──────── TEXT FOR ANALYSIS

Kewlest New Word ...

    Pellucid (adj.) : translucently clear

 

Ratings…
    Amazon: 4.8*/5, based on 1,039 ratings and 96 reviews.

    Goodreads: 4.57*/5, based on 1,747 ratings and 184 reviews.

 

Excerpts...

    Wavy Gravy helped keep things light with a pair of tacky clown glasses with Groucho Marx eyebrows.  If anyone uttered the word “serious”, also known as “the S word,” the meeting came to a complete stop while the offender donned the funny glasses.  We avoided taking ourselves too seriously, even as we addressed deep suffering.  (Wavy and his wife, Jahanara, named their son Howdy Do-Good Gravy, although as soon as he was old enough, he changed it to Jordan.)  (pg. 293)

 

    From a Hindu perspective, you are born into what you need to deal with, your karmic predicament.  If you try to push anything away, whatever it is, the reaction against it creates more attachment, just like getting pulled into it.  It’s got your mind.  It was no accident that I was born into a Jewish family, and I finally was able to appreciate its mark on me.  Only when you honor your karma fully can you begin to be free.  (pg. 330)

 

“If a pickpocket comes to see a saint, all he sees are his pockets.”  (pg. 182)

────────────────

### DIRECTIONS
[1] List every page number cited in the book notes.
[2] Do these statements agree with the book notes? Answer yes or no for each, and quote the words that decide it.
(a) The book's Goodreads rating is higher than its Amazon rating.
(b) Wavy and Jahanara's son later changed his name to Jordan.
(c) Anyone who said "serious" had to leave the meeting.
[3] Answer these from the book notes.
(a) How many reviews does the book have on Amazon?
(b) Which word was also known as "the S word"?
(c) In the quote on page 182, what does a pickpocket see when he visits a saint?
You won't need the material that follows to do these tasks.

──────── DATASET EXTRACT

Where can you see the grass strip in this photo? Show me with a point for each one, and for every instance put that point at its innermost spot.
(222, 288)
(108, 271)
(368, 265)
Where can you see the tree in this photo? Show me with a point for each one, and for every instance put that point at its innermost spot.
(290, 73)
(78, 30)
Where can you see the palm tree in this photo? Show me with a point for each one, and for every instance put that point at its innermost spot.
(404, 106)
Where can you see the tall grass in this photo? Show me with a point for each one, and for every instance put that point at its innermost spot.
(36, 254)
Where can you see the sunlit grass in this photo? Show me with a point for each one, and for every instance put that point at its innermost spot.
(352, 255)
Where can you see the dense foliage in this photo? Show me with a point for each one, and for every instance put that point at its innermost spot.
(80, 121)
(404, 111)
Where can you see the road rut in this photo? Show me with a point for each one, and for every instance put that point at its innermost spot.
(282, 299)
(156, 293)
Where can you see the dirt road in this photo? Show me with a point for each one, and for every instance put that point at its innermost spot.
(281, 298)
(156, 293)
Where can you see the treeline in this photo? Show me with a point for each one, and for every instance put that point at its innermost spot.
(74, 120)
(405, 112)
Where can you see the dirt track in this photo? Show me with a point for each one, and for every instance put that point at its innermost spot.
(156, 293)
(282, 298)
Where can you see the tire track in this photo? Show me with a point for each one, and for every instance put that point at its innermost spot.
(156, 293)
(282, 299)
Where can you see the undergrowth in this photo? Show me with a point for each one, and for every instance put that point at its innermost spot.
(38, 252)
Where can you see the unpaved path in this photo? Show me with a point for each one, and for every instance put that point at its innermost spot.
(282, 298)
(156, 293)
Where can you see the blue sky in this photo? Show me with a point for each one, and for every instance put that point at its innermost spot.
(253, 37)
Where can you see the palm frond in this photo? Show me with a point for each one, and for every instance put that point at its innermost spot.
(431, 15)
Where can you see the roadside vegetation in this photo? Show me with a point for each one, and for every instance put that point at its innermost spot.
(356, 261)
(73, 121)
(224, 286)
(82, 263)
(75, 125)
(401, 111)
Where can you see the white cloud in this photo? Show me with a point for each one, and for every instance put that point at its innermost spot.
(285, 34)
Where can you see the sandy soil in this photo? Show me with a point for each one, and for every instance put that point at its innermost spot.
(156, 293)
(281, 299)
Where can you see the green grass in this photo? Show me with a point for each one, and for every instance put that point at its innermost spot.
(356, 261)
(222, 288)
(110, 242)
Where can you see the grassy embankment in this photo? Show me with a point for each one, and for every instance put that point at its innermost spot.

────────────────

### TASK SOLUTIONS
[1] 293, 330, 182

[2]
(a) No: "Amazon: 4.8*/5" and "Goodreads: 4.57*/5"
(b) Yes: "as soon as he was old enough, he changed it to Jordan"
(c) No: "the meeting came to a complete stop while the offender donned the funny glasses"

[3]
(a) 96
(b) "serious"
(c) His pockets